Exercise passage
*****

NHS spend on management consultants is ‘value for money’
By Helen Mooney
15 September 2009
The Management Consultancies Association has said that the £300m spent by the NHS on work by its members last year is ‘demonstrably value for money’.
The MCA published its report, Improving care, reducing cost, today. It found that the NHS spent just 0.3% of its budget on management consultancy in 2008. The report also says that the majority of the consultancy projects in the health service have saved more than they cost.
The report says that: total NHS spending on management consultants in 2008 was £300m – with current total NHS spend more than £100bn; the amount spent on consultancy by the NHS per employee is roughly one tenth of that spent by large private sector organisations; and most spending on consultancy is associated with significant programmes that lead to improved patient care and greater efficiency.
MCA chief executive Alan Leaman said: ‘Management consultancy has recently been caught in the crossfire of the arguments between supporters of reform in the NHS and their opponents.
‘Those who attack the use of management consultants by the NHS are undermining efforts to increase efficiency and improve patient care. The public rightly demands high-quality services and value for money. Those who attack the role of management consultants would deny them both.’
The report also sets out suggestions to improve the NHS’s use of management consultants, including establishing a clearer distinction between consultancy and the use of interim staff, a greater focus on the outcomes of consulting projects and more performance-related contracts.
In June, the Commons health select committee investigated the use of managements consultants in the NHS and the Department of Health. It recommended that the government establish a central list of all the consultancies used by the NHS and the projects that they have worked on.

*****

Assignment
Could you give the article on NHS consultancy spending again between "The MCA published" and "and greater efficiency.", inclusive, updating "health service" to "National Health Service"?

(Data records)
*****

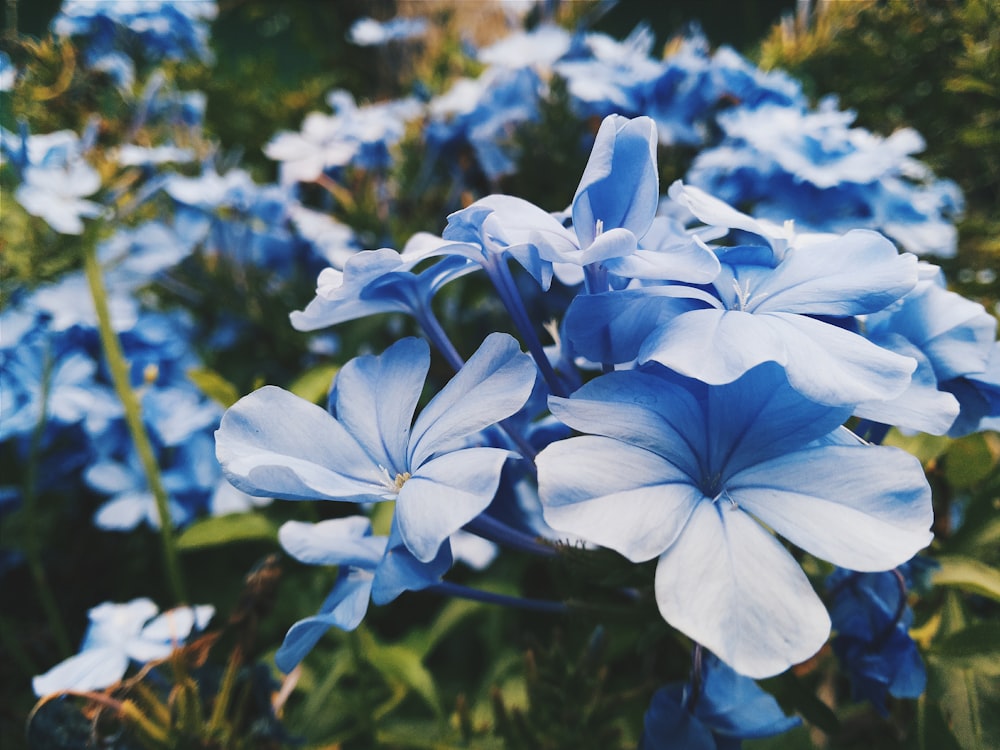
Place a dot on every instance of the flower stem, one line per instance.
(447, 588)
(119, 370)
(32, 545)
(490, 528)
(439, 338)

*****

Written solution
The MCA published its report, Improving care, reducing cost, today. It found that the NHS spent just 0.3% of its budget on management consultancy in 2008. The report also says that the majority of the consultancy projects in the National Health Service have saved more than they cost.
The report says that: total NHS spending on management consultants in 2008 was £300m – with current total NHS spend more than £100bn; the amount spent on consultancy by the NHS per employee is roughly one tenth of that spent by large private sector organisations; and most spending on consultancy is associated with significant programmes that lead to improved patient care and greater efficiency.